- [WHAT IS REQUIRED]: From the entries below, retype only the lines from the one with "Target: palm leaf" through the one with "the mottled plumage", exactly as written.

====================

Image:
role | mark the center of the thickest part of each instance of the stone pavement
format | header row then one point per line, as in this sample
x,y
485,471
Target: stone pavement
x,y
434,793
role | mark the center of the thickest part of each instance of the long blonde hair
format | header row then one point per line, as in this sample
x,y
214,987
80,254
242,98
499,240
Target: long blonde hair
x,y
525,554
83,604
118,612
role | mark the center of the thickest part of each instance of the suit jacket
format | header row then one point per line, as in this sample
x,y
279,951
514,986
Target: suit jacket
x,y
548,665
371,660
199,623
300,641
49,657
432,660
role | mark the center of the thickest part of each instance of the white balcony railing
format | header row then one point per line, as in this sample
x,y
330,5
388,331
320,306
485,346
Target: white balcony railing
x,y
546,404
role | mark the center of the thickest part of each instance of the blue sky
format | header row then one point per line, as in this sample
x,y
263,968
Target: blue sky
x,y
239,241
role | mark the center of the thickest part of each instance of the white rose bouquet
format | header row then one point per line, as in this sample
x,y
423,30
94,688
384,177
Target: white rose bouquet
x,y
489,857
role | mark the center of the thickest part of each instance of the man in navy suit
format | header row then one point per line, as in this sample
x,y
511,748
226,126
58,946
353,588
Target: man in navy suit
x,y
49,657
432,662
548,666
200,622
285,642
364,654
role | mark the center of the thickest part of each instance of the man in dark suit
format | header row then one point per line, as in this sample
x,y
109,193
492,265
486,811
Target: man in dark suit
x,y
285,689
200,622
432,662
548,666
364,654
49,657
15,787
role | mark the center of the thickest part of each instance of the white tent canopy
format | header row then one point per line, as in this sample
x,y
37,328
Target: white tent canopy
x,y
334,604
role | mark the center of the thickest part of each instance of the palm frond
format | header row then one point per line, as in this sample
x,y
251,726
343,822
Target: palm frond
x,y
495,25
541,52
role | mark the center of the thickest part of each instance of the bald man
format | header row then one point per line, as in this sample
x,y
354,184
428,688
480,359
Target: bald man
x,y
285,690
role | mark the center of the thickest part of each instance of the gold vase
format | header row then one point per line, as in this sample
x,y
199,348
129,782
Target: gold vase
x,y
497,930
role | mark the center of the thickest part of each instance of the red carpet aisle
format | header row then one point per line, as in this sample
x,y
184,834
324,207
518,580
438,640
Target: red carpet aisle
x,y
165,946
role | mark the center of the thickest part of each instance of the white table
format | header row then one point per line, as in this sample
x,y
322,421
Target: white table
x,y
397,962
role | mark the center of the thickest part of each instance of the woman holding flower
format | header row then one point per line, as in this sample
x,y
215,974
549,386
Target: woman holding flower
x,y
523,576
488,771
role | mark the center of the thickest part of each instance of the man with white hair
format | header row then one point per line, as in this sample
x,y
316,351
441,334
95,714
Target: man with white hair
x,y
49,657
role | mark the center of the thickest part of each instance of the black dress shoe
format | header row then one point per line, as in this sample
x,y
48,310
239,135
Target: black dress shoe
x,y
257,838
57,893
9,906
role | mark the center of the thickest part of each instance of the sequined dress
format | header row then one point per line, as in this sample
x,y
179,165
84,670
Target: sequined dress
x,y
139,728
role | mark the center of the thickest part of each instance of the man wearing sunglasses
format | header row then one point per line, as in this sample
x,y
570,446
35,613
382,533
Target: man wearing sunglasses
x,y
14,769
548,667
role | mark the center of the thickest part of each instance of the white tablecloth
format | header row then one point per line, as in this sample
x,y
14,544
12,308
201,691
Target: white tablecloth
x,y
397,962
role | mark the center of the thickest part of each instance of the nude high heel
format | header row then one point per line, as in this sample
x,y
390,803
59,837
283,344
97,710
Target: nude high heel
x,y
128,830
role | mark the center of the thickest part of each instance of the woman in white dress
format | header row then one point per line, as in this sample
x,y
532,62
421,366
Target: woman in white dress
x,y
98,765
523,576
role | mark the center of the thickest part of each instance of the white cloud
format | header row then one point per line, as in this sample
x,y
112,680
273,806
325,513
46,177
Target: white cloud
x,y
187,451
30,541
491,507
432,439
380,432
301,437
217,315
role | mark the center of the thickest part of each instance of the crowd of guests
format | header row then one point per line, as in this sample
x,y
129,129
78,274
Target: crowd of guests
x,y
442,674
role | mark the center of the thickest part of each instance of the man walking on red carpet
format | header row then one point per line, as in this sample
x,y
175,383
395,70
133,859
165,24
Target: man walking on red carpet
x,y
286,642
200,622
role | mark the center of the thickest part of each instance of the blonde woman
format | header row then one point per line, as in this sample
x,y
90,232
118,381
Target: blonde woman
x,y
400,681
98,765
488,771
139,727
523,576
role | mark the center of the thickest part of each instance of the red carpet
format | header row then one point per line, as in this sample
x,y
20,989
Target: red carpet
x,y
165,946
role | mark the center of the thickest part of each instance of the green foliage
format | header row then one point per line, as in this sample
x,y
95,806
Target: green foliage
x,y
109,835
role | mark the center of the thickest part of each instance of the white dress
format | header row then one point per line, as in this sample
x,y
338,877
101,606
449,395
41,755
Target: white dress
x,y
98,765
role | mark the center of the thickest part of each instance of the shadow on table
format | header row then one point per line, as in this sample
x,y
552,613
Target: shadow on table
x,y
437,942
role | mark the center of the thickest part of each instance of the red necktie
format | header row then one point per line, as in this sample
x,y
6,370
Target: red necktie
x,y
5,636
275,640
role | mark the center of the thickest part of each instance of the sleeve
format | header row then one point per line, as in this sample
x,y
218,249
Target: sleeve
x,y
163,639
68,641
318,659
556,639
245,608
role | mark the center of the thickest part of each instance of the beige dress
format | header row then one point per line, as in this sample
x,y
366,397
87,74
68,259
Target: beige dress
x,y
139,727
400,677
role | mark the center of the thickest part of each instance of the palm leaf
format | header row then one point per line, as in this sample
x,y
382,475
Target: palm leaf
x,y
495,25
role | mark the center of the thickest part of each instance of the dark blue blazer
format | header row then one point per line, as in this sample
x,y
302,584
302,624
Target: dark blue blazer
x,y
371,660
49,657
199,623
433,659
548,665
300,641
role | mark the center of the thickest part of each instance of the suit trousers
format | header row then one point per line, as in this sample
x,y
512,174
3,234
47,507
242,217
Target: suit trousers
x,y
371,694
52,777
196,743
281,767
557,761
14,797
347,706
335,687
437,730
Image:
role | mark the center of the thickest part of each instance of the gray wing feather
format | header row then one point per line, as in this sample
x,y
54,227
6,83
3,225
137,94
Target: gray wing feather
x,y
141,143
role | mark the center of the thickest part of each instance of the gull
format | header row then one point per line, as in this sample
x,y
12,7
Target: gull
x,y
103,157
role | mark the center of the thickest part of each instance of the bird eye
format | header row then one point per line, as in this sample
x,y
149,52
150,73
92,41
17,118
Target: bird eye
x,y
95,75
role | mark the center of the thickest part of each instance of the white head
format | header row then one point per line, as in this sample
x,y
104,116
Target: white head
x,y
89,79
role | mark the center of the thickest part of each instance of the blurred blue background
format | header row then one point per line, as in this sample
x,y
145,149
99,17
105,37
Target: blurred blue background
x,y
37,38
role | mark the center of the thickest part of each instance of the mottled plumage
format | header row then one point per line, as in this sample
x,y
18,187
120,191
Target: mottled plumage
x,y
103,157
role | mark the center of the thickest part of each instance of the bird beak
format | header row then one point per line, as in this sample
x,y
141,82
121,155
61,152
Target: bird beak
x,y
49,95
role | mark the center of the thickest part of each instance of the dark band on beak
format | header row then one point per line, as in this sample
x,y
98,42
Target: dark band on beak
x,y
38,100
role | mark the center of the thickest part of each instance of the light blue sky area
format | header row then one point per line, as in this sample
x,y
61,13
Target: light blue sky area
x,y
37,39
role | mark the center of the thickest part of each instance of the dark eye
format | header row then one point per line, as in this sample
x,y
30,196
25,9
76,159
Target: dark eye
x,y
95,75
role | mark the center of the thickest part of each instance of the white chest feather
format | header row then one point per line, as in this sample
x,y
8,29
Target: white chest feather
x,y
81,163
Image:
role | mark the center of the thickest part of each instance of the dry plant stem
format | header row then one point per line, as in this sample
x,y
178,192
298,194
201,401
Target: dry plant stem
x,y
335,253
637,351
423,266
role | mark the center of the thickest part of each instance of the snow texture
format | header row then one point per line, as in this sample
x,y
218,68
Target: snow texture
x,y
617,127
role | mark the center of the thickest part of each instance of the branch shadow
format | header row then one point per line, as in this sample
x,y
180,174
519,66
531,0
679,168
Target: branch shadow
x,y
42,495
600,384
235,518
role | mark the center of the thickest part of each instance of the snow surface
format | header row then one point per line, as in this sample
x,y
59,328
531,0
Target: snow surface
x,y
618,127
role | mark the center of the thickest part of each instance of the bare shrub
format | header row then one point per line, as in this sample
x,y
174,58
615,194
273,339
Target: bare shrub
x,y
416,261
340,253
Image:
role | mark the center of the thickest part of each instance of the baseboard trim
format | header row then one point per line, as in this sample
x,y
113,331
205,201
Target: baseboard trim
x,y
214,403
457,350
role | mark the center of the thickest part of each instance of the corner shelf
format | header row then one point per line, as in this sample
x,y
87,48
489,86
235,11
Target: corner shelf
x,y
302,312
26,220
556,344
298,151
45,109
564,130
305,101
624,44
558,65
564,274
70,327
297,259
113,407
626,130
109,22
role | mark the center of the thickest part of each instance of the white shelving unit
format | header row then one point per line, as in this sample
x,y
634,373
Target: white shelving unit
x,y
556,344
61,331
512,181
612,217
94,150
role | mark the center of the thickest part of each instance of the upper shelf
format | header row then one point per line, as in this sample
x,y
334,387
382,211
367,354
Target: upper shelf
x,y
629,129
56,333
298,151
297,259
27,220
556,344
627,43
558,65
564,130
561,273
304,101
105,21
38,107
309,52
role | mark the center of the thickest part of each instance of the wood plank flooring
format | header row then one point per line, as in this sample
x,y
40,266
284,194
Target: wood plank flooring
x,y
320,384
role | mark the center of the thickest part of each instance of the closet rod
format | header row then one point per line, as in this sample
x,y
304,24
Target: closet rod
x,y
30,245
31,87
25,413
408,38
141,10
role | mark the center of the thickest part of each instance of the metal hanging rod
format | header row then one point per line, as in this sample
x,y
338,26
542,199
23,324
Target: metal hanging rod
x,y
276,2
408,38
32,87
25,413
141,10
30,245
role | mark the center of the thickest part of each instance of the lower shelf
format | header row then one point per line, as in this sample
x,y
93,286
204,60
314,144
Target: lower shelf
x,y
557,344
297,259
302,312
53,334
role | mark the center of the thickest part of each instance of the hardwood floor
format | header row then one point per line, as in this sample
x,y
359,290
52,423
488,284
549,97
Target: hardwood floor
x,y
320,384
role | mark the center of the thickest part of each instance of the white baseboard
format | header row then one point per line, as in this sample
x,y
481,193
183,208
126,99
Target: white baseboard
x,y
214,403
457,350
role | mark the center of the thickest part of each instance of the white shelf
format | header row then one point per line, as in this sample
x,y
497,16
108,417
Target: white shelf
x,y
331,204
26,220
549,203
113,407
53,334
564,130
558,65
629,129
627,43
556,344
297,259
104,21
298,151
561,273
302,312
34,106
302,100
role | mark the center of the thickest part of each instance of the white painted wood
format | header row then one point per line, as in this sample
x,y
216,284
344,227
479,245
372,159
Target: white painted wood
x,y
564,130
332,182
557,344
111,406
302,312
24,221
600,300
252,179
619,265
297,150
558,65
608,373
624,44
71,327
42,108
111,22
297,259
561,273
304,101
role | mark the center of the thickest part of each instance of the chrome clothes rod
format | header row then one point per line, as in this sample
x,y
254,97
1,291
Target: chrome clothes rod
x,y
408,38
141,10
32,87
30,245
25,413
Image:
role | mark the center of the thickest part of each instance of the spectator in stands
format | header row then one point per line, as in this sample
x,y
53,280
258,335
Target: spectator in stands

====================

- [RESULT FOR THIS TASK]:
Target: palm leaf
x,y
495,25
role | mark the center of the thickest part of each instance of the dark blue blazer
format | header row then one point per line, as in this sample
x,y
302,584
302,624
Target: dark blue blazer
x,y
371,660
49,657
199,623
433,659
548,665
300,641
role | mark the center of the thickest part of each instance of the suit trousers
format | header row then one point per line, as in this sample
x,y
512,174
3,234
47,507
242,217
Target: suit trousers
x,y
371,694
52,777
196,743
281,767
557,761
14,797
347,706
335,687
437,730
Image:
role | mark the center of the thickest part of each instance of the gray wing feather
format | header row then one point per line, as in this sample
x,y
54,227
6,83
3,225
137,94
Target: gray wing feather
x,y
141,143
role | mark the center of the thickest part of each instance of the gull
format | header row then one point per line, as in this sample
x,y
12,7
Target: gull
x,y
103,157
role | mark the center of the thickest part of each instance of the bird eye
format | header row then one point per line, as in this sample
x,y
149,52
150,73
92,41
17,118
Target: bird eye
x,y
95,75
role | mark the center of the thickest part of each instance of the white head
format | header row then one point per line, as in this sample
x,y
104,116
Target: white head
x,y
89,79
role | mark the center of the thickest part of each instance of the blurred blue background
format | header row then one point per line, as in this sample
x,y
145,149
99,17
105,37
Target: blurred blue background
x,y
37,38
role | mark the center of the thickest part of each instance of the mottled plumage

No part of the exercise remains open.